*WRITTEN EXERCISE:*
Leave out the pictures and repeat every record exactly.

*SUPPLIED DATA:*

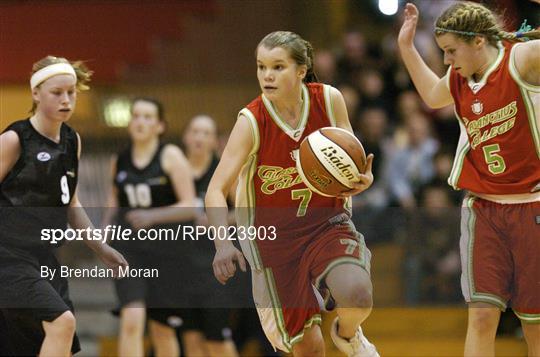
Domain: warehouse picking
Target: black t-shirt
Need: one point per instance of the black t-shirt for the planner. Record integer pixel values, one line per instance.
(36, 192)
(143, 188)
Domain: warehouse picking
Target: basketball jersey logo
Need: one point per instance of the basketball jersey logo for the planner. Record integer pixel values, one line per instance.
(276, 178)
(43, 156)
(294, 154)
(477, 107)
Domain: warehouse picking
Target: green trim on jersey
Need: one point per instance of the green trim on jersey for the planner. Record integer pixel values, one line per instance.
(327, 90)
(281, 123)
(532, 115)
(343, 260)
(248, 172)
(315, 319)
(525, 89)
(278, 312)
(528, 318)
(461, 151)
(476, 296)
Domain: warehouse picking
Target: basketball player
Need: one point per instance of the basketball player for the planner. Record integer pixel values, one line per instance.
(38, 178)
(494, 83)
(153, 185)
(206, 328)
(316, 244)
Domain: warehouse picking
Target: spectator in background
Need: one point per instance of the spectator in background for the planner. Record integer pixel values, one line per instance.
(432, 264)
(371, 84)
(411, 166)
(354, 57)
(352, 99)
(442, 162)
(408, 103)
(371, 127)
(325, 62)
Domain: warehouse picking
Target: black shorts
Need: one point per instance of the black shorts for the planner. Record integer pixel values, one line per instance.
(27, 299)
(213, 323)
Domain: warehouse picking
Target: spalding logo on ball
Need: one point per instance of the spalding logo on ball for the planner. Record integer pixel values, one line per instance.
(330, 160)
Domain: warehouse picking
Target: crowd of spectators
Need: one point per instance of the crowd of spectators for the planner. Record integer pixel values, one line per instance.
(410, 202)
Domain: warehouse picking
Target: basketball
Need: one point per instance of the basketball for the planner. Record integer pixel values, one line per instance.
(330, 160)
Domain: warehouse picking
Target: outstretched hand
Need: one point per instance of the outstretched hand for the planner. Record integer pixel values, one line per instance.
(408, 29)
(224, 263)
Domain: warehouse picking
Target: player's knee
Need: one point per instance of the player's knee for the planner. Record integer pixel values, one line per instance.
(63, 325)
(358, 296)
(132, 322)
(483, 320)
(312, 348)
(312, 343)
(162, 332)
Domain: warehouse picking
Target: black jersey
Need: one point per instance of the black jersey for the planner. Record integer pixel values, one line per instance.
(143, 188)
(36, 192)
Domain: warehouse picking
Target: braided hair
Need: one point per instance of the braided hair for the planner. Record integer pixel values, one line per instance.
(299, 49)
(467, 19)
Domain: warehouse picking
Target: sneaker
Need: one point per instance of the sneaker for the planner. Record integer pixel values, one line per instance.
(358, 346)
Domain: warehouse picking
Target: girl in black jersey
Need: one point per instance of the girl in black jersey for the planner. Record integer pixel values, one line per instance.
(38, 178)
(206, 330)
(153, 185)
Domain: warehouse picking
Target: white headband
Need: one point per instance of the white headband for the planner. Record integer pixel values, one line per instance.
(53, 70)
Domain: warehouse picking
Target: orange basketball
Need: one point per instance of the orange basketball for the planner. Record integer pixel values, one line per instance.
(330, 160)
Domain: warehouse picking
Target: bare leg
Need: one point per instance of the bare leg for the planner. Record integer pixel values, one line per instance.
(350, 286)
(194, 344)
(532, 336)
(132, 319)
(58, 335)
(312, 345)
(481, 330)
(164, 340)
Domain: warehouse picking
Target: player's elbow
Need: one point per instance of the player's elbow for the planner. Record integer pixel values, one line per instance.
(214, 195)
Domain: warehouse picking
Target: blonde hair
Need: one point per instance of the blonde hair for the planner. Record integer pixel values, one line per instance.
(82, 72)
(467, 19)
(300, 50)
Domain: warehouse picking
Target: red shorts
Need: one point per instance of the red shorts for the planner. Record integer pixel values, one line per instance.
(290, 271)
(500, 255)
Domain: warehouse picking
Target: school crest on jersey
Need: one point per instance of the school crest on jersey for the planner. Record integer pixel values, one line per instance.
(43, 156)
(477, 107)
(121, 176)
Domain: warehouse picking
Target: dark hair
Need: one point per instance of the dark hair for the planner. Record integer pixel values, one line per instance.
(299, 49)
(157, 103)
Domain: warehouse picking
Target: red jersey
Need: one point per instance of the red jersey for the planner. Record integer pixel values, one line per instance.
(270, 187)
(499, 147)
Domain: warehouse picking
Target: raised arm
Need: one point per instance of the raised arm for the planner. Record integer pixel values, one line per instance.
(10, 150)
(111, 208)
(431, 88)
(527, 59)
(233, 159)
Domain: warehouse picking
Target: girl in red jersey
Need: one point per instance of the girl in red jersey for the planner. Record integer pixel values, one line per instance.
(494, 83)
(316, 245)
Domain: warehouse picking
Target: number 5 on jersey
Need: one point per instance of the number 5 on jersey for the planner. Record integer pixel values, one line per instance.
(496, 164)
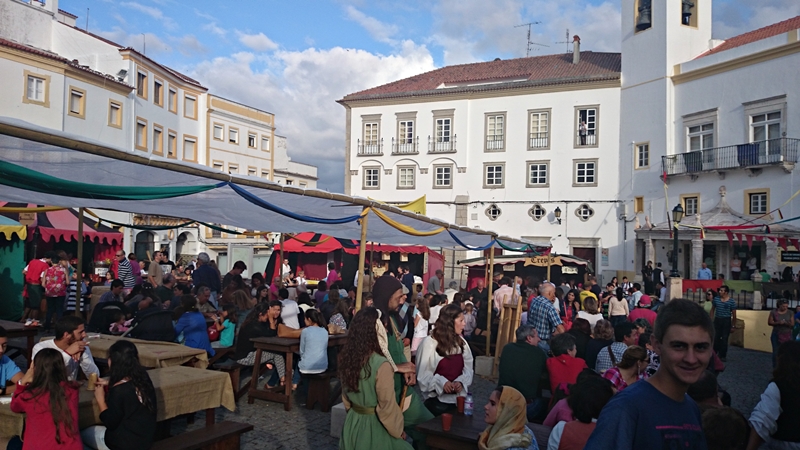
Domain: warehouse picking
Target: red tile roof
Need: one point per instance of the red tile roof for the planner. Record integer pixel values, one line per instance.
(756, 35)
(74, 63)
(501, 74)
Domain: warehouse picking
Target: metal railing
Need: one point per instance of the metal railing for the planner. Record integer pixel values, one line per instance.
(405, 147)
(448, 146)
(538, 140)
(762, 153)
(370, 147)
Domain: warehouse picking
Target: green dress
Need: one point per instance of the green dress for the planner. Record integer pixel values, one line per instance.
(416, 413)
(363, 428)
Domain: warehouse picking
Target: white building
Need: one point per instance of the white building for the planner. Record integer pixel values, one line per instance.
(498, 145)
(715, 119)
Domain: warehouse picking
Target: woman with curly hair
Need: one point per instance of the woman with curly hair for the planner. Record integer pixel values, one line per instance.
(374, 419)
(444, 362)
(387, 293)
(128, 411)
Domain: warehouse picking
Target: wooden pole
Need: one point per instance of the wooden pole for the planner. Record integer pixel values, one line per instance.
(362, 256)
(489, 317)
(78, 296)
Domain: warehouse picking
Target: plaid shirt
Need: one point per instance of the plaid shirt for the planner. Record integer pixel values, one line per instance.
(543, 316)
(604, 359)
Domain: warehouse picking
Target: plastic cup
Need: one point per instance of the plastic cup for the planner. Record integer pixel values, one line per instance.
(447, 421)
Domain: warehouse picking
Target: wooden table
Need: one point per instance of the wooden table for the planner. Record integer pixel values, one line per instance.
(464, 432)
(288, 347)
(179, 390)
(16, 329)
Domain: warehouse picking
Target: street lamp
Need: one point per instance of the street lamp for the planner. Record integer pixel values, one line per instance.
(677, 215)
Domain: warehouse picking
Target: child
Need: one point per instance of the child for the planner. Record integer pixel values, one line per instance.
(226, 325)
(120, 325)
(48, 398)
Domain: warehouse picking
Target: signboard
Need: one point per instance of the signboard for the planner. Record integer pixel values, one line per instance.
(790, 256)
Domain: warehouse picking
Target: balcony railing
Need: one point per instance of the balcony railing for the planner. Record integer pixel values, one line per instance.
(494, 143)
(405, 147)
(539, 140)
(763, 153)
(443, 146)
(366, 148)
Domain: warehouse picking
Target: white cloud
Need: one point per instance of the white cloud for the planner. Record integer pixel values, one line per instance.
(301, 88)
(381, 32)
(155, 13)
(258, 42)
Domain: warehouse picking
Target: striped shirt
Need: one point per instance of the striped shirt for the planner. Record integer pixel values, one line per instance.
(723, 309)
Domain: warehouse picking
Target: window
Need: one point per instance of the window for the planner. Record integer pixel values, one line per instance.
(172, 144)
(77, 102)
(701, 137)
(537, 212)
(219, 132)
(190, 148)
(372, 178)
(537, 174)
(493, 211)
(189, 106)
(36, 89)
(638, 205)
(114, 114)
(584, 212)
(539, 122)
(495, 132)
(585, 173)
(642, 156)
(442, 177)
(158, 140)
(158, 92)
(173, 100)
(757, 201)
(141, 84)
(405, 177)
(493, 175)
(141, 134)
(586, 126)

*WORKED SOLUTION:*
Domain: warehouse picking
Target: black t-shirt
Need: one point per instance of the black t-shirt for the planner. Record integer pixel values, one line per instance.
(36, 192)
(143, 188)
Domain: warehouse picking
Target: basketball jersey logo
Need: one point per instance of the basketball jersey logo for the planner. Record integer pixel values, one line per instance.
(276, 178)
(43, 156)
(294, 154)
(477, 107)
Domain: warehouse picking
Target: green trim on jersey
Need: one point per instance of the green trim on jersey for the planner. Record integer pixel values, one line per instance.
(327, 90)
(281, 123)
(532, 115)
(343, 260)
(248, 172)
(315, 319)
(525, 89)
(278, 312)
(528, 318)
(461, 151)
(476, 296)
Domain: warehouse picking
Target: basketball player
Need: one point per instance of the basketball player for the planner. Record integer pixel values, one line per instance.
(38, 178)
(494, 83)
(153, 185)
(206, 328)
(316, 244)
Domain: warehouse picking
Target: spectator in background
Need: one point per instance of the spectator in background for the planner. Record integer pixel values, one line per instance.
(432, 264)
(371, 84)
(411, 166)
(354, 57)
(352, 99)
(442, 162)
(408, 103)
(371, 127)
(325, 62)
Domain: warehouse picking
Target: black shorts
Need: one point per instance of the black shorts for the planner. Record integer pixel values, one line per instance.
(27, 299)
(213, 323)
Domain: warehouse picking
Target: spalding logo on ball
Need: one point per instance of the spalding logo on ball for the planner. Record integer pixel values, one line per instance.
(330, 160)
Domain: warehouse picking
Target: crowd of spectators
Need: one point per instance of the crowd of spectators for the planner. Record integer pixel values, one line per instance.
(410, 202)
Domain: warehouse picking
Target: basketball
Need: one point per instance of the basketball for the planner. Record integer pixel values, one line per instance.
(330, 160)
Domain: warehouse picking
Target: outstretched hand
Need: one point per instance of the outstretched hand for the planner. Record integer pixel values, one line per instance.
(408, 29)
(224, 263)
Domain: warehouse picking
Target: player's knee
Need: one point per instance of the player's knee for the planner. Record integer pixel values, one line per instance.
(63, 325)
(358, 296)
(132, 322)
(483, 320)
(312, 348)
(312, 343)
(162, 332)
Domain: warehouse picking
Target: black jersey
Need: one point per instance of the black jersey for the planner. Record integer pixel values, one line per instance.
(143, 188)
(36, 192)
Domain: warehouse picking
Target: braided hair
Need: one point per instance of the braided hair for the planner. Record integer pixel values, one line per instance.
(299, 49)
(467, 19)
Domain: warehouse picking
Target: sneaker
Need: one point per instance of the sneaker for the planner. Record integer pixel values, one line per instance.
(358, 346)
Domain: warehouse picking
Target: girl in black jersey
Need: one point per instance of the girl in black jersey for the planner. Record integer pixel values, one line per instance.
(38, 178)
(206, 330)
(153, 185)
Domain: warehouse picking
Target: white headband
Need: one point per instance of the white headband for the planner. Record integer pixel values, one line per instance.
(53, 70)
Domain: warehouse picking
Target: orange basketball
Need: one point per instance of the orange basketball for the planner. Record integer pixel values, one line per instance.
(330, 160)
Domain: warehouse picking
Target: bare leg
Need: one point per instance of the bare leg for the planner. Record integer pixel values, one line per instance.
(350, 286)
(194, 344)
(532, 336)
(132, 319)
(58, 335)
(312, 345)
(481, 330)
(164, 340)
Domain: warehouse picking
Target: player's elbow
Need: one point per instance of the player's elbow for the planner. Record integer pixel values, one line per instance.
(214, 195)
Domain: warehouse picking
Target: blonde hair
Need: one point per instance of the blonde hair for the planner. Record integer pixel values, one line per instance.
(82, 72)
(467, 19)
(300, 50)
Domain: warehouse picking
Target: red shorts
Need: one point per instance of the red shorts for the planner. Record integer pixel values, one line per instance.
(290, 271)
(500, 255)
Domain: warehouse picking
Target: school crest on jersey
Need: one point per instance of the school crest on jersey for the planner. Record integer pixel values, one line per instance.
(43, 156)
(477, 107)
(121, 176)
Domain: warehouse picking
Target: dark hair
Need: one point per instance of the dark hair for the planner. Record integer pixel values, one line per instance.
(299, 49)
(157, 103)
Domain: warehouse picking
Target: red jersey
Need: one point per instance of the red jersey for the planner. Record integer pixel values, one line per instance.
(270, 187)
(499, 147)
Domain: warehouse picking
Target: raised arm
Need: one point per instance of the raised arm for the planner. Record integer pixel values, one line per instance.
(10, 150)
(111, 208)
(431, 88)
(527, 59)
(233, 159)
Domain: warehouse picking
Target: girl in red jersey
Need: one point per instance of the girl in red jersey for the planner. Record integer pixel values, one line per instance.
(494, 83)
(316, 245)
Domain: warehouse picking
Target: number 5 on jersey
Need: one point per instance of the number 5 on jersey for the planner. Record integer pixel values, one line per instance.
(496, 164)
Domain: warehouse picking
Target: red tile roof
Need: one point per instance of the red tile roof for the planner. Record integer pixel values, one line per instance.
(756, 35)
(74, 63)
(501, 74)
Domain: warehouse picking
Target: metal railing
Need: one point per instance of the metal railing for the planner. Record integer pixel values, one line per instance.
(405, 147)
(448, 146)
(538, 140)
(762, 153)
(370, 147)
Domain: warehouse picking
Target: green dress
Need: one point per instance of the green dress for the planner. Record integer pixel values, one line per instance.
(416, 413)
(363, 428)
Domain: warehouse picking
Target: white building
Need: one point per instance of the white building for the planner. Record integer pixel values, one line per instance.
(498, 145)
(715, 119)
Domain: warehouse picking
Target: woman with curly hair
Need: one point per instance of the woman with curly hair for the planner. Record integer pixel values, one line per instance.
(374, 419)
(444, 362)
(387, 293)
(128, 411)
Domain: warehouse picking
Target: wooden pole
Need: one point per instance of the wooden pole for the planner. Record integer pixel values, one line per instance.
(362, 256)
(489, 317)
(78, 296)
Domain: warehouse picking
Target: plaid shirt
Need: one point per instance of the plaid shirt for the planner. Record integer pixel values, one line per instance.
(543, 316)
(604, 359)
Domain: warehouse picking
Target: plastic cup
Need: one point per instance of the plastic cup for the planner. Record integer pixel values, one line per instance.
(447, 421)
Domain: warehouse picking
Target: wooden table
Need: one point per instance of the wooden table for the planner. Record integer pixel values, one line per instance.
(464, 432)
(288, 347)
(179, 390)
(16, 329)
Domain: warehouse picking
Target: street lamp
Need: one point per instance of the street lamp for the planner. Record integer pixel values, one line per instance.
(677, 215)
Domain: warehouse picking
Target: child
Need: one point per instance of the child for the planner. Record integer pixel values, one line per instance.
(226, 325)
(120, 325)
(48, 398)
Domain: warehouse picking
Target: signboard
Need: one point per instance of the signboard for the planner. Record integer pixel values, one line per instance.
(790, 256)
Domain: warehouse picking
Target: balcony railing
Need: one point per instance of the balcony railing for the planner. Record integer pixel values, one line per instance.
(494, 143)
(405, 147)
(539, 140)
(763, 153)
(443, 146)
(366, 148)
Domain: warehouse picking
Target: white cloud
Need: one point per instance of the white cloud for the planner. Record integer pixel values, one line per instance.
(301, 88)
(381, 32)
(155, 13)
(258, 42)
Domain: warehouse picking
Target: striped shirt
Need: one point per instance of the striped shirt for the planner. Record integer pixel values, one line per instance.
(723, 309)
Domain: warehouse picking
Target: window
Need: one point per instance of the window for the planner. Record integer pixel values, one line per instance.
(172, 144)
(77, 102)
(701, 137)
(537, 212)
(219, 132)
(190, 148)
(372, 178)
(537, 174)
(493, 211)
(189, 106)
(36, 89)
(638, 205)
(114, 114)
(584, 212)
(539, 122)
(495, 132)
(585, 173)
(642, 156)
(442, 177)
(158, 140)
(158, 92)
(173, 100)
(757, 201)
(141, 84)
(405, 177)
(493, 175)
(141, 134)
(586, 126)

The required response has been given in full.